▶ **Pratique a leitura**:
1. Reescreva em forma de lista o parágrafo do texto do exercício que começa com "Passaram alguns dias", conservando os fatos principais.
2. Segundo o texto do exercício, quanto a narradora pagou pela pílula do dia seguinte?

Fui pra casa a pé, noite escura. Cidade pequena, poucas quadras, pouco perigo. Mas podia ter me acompanhado!, falei sozinha. Mal dormi. Não via a hora de amanhecer pra eu ir numa farmácia comprar aquele "medicamento".
Amanheceu. Era domingo. Peregrinei pela cidade procurando uma farmácia em plantão. Ao encontrar, o constrangimento: eu nunca havia passado por tal situação. Meia sem jeito, pedi ao farmacêutico uma pílula do dia seguinte. Ele me olhou, talvez preocupado, talvez se preparando pra sair fazendo fofocas a meu respeito, perguntou se minha mãe sabia daquilo. Disse que não. Ele balançou a cabeça, desaprovando.
Comprei. R$28,00. Tomei.
Passaram alguns dias. O meu "namorado" não me procurou mais. Não ligou, não foi até minha escola no fim da aula... Nos cruzamos uma vez no supermercado. Fiquei aflita. Será que ele vai ao menos falar comigo? Ele simplesmente deu um "oi", um beijinho murcho em minha bochecha, disse que tinha pressa e precisava ir. Não perguntou se tomei aquela coisa, não ofereceu 1 real sequer para me ajudar a pagar aquilo. Ah, mas também, nem precisava, neh?! Eu fiz a coisa sozinha, não teve um homem do meu lado, eu que arcasse com o preço! Ironia!!
Uns dias depois, um amigo nosso veio me dizer que o meu "namorado" queria falar comigo. Fiquei aborrecida, por que ele já não veio? Meu amigo perguntou se eu poderia encontrar meu "namorado" naquela noite. Sim, posso, mas é o fim! Ele não tem mais a capacidade de falar comigo pra marcar isso?
À noite, fui ao barzinho combinado. Ele esava lá, na mesa de costume. Nosso amigo intermediário-de-marcação-de-encontro estava há umas 3 mesas distantes. Pra quê?, pensei. Vai ver que é pra apartar a briga, ironizei em meus miolos.
Oi. Oi, Marília, vamos conversar? Sim, vamos - não, vim aqui pra ficar só te olhando, pensei irritadamente.
Ele disse que me considerava muito amiga, muito isso, muito aquilo. Mas pra namoro, não. Claro, tu não quer uma ingênua inexperiente na tua cama, seu filho da p*, pensei. Eu disse um tudo bem, concordo, de minha parte também... blá blá blá.
Aí ele começou a falar de música, uma mania já tradicional pra desviar de assunto.

O tempo passou. Passei a evitá-lo. Eu não queria mais sentir aquela revolta que aflorava cada vez que eu o via. Ele riu de mim...
O tempo passou, enchi minha cabeça com outros pensamentos, tinha que me matar estudando pro vestibular.

▶ **Dados de origem**:
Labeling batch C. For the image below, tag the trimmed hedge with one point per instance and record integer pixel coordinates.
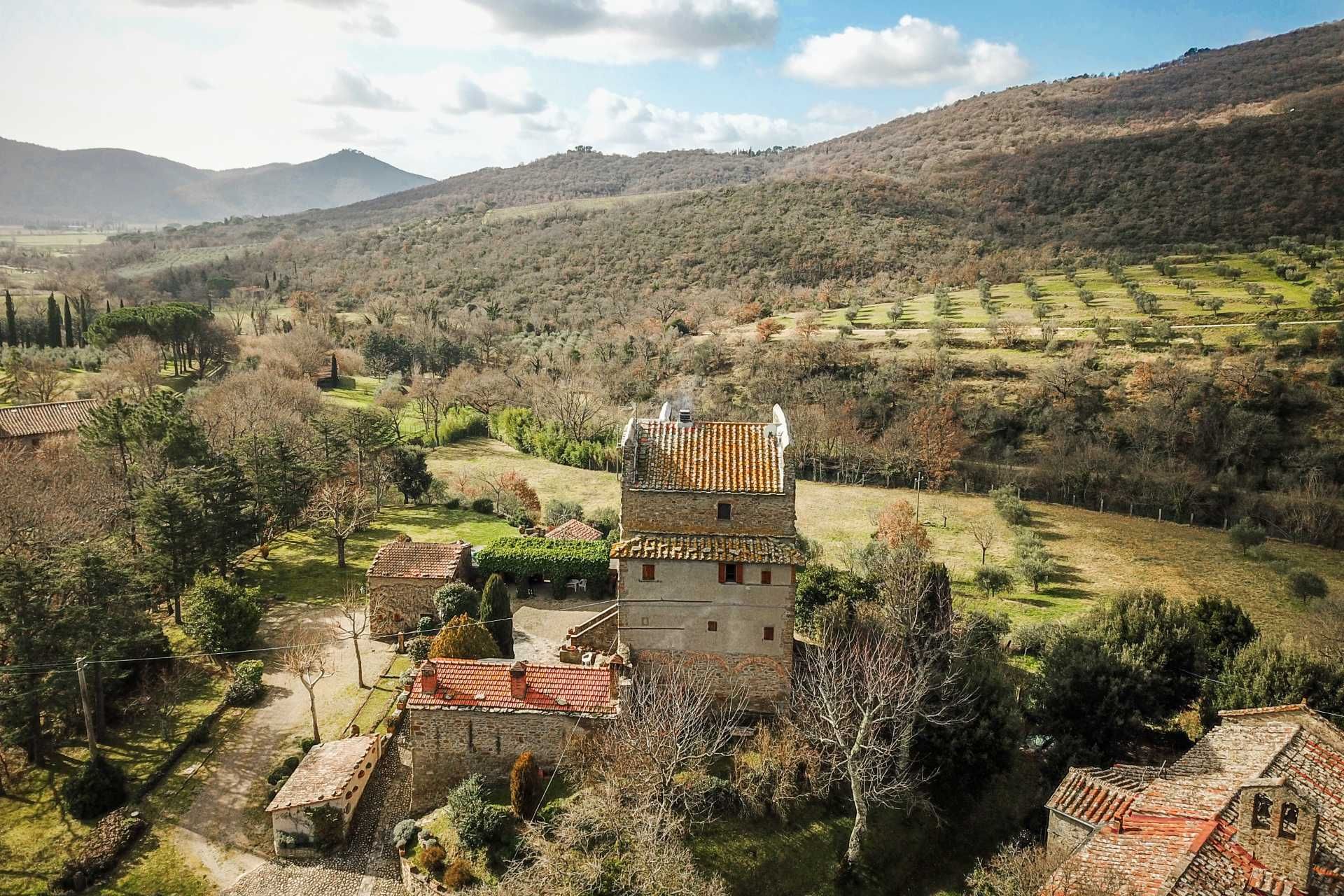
(552, 559)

▶ **Lista de respostas**:
1.
- Alguns dias se passaram, e o "namorado" não procurou mais a narradora: não ligou e não foi à escola dela no fim da aula.
- Os dois se cruzaram uma vez no supermercado.
- Ele apenas disse "oi", deu um beijinho murcho na bochecha dela e afirmou que tinha pressa.
- Ele não perguntou se ela tinha tomado o medicamento nem ofereceu dinheiro para ajudar a pagá-lo.
- Ela conclui, com ironia, que arcou sozinha com o preço.

2. Ela pagou R$28,00.